Work instruction A =>
Please update the Ultima II article from "ULTIMA II (cosmetics line) is" up to and including "perfume in 1973.", with "Bea Castle" replaced by "B. Castle".
Work instruction B =>
In the Ultima II article, what year did Charles Revson create the Charles Revson Inc. company?
Work instruction C =>
Proceed with the Ultima II article from the point where it stops.

ULTIMA II
- Product type: Cosmetics, skin care
- Owner: Revlon Inc.
- Produced by: Revlon Inc.
- Country: United States
- Introduced: 1945; 81 years ago (New York)
- Related brands: Revlon
- Markets: Worldwide
- Ambassador: Titi Kamal (Indonesia)
- Tagline: Collagen Expert From New York
- Website: www.ultimaii.com

= Ultima II (cosmetics line) =

Cosmetics line

ULTIMA II (cosmetics line) is a US-based cosmetics and skin care brand owned by Revlon. On June 16, 2022, its parent, Revlon, filed for Chapter 11 bankruptcy.

==History==
The "Ultima" name was originally coined by Bea Castle, the highest placed female executive working for Revlon at the time, for a new moisturising cream - "ULTIMA, The Precious Cream". Following on from the success of the moisturiser, Revlon founder Charles Revson created the Charles Revson Inc. company in 1962 as the vehicle for his new top-of-the-range line: Ultima II. Revson claimed it was his favorite and most personal line, and it was the only line to which he directly attached his name until the launch of Revlon's "Charlie" perfume in 1973.

Stored data =>
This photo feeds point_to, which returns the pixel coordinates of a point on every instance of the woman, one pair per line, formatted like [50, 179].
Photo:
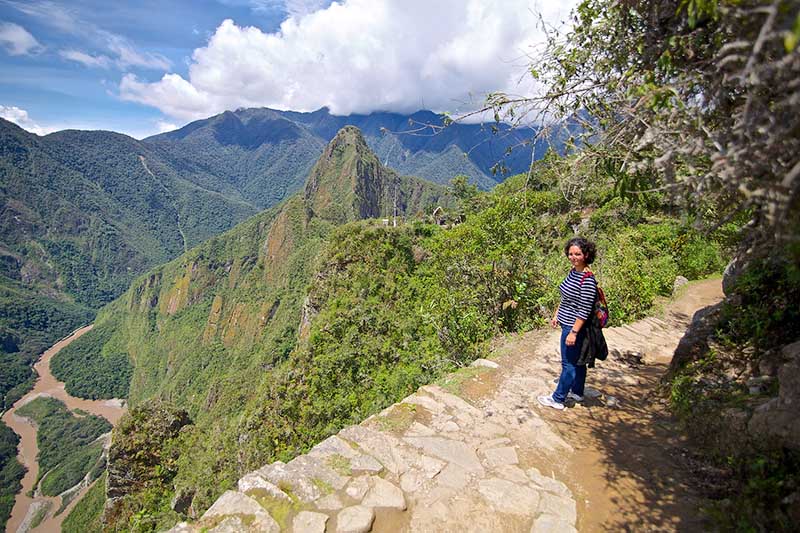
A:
[578, 293]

Task result A =>
ULTIMA II (cosmetics line) is a US-based cosmetics and skin care brand owned by Revlon. On June 16, 2022, its parent, Revlon, filed for Chapter 11 bankruptcy.

==History==
The "Ultima" name was originally coined by B. Castle, the highest placed female executive working for Revlon at the time, for a new moisturising cream - "ULTIMA, The Precious Cream". Following on from the success of the moisturiser, Revlon founder Charles Revson created the Charles Revson Inc. company in 1962 as the vehicle for his new top-of-the-range line: Ultima II. Revson claimed it was his favorite and most personal line, and it was the only line to which he directly attached his name until the launch of Revlon's "Charlie" perfume in 1973.

Task result B =>
1962

Task result C =>
==Growth==
To promote the brand Charles Revson's private yacht was named Ultima II. To keep with tradition, present Revlon owner Ronald Perelman named his yacht Ultima III. Ultima II was always intended to be an upmarket cosmetic line, as opposed to the core range Revlon and youth range Natural Wonder, in a marketing strategy called "laddering" inspired by General Motors. Advertising targeted upper-class women and featured models clad in haute couture gowns. For a decade, Ultima II's slogan was "Dedicated to the woman who spends a lifetime living up to her potential." Ultima II's launch and advertising techniques were likely a response to the growing success of competitor Estée Lauder, who also aimed for an upmarket position in the cosmetic, skin care, and fragrance industry.

==Timeline==
In 1971, Ultima II became the first cosmetics company to sign a model, Lauren Hutton, to an exclusive contract. The move gained enough attention to make Lauren the first fashion model to grace the cover of Newsweek magazine. Ultima II went one step further and signed photographer Richard Avedon as her exclusive photographer.

In 1975, Ultima II partnered with jeweller Aldo Cipullo of Cartier to sell an authorized reproduction of the Love bracelet (Cartier), which he had designed six years earlier.

In 1983, Ultima II hired a 21-year-old Kevyn Aucoin to produce a new line of make-up products, The New Nakeds, making Kevyn the youngest ever creative director for a major cosmetics company. The New Nakeds collection was notable because it was the first time a major cosmetics company launched a collection with shades that were suitable for all races of women, and thus became highly popular.

In 1989, Revlon decided to expand the distribution of Ultima II from prestige department stores into moderate ones like JC Penney and drugstores like CVS, taking on a more mass-market approach.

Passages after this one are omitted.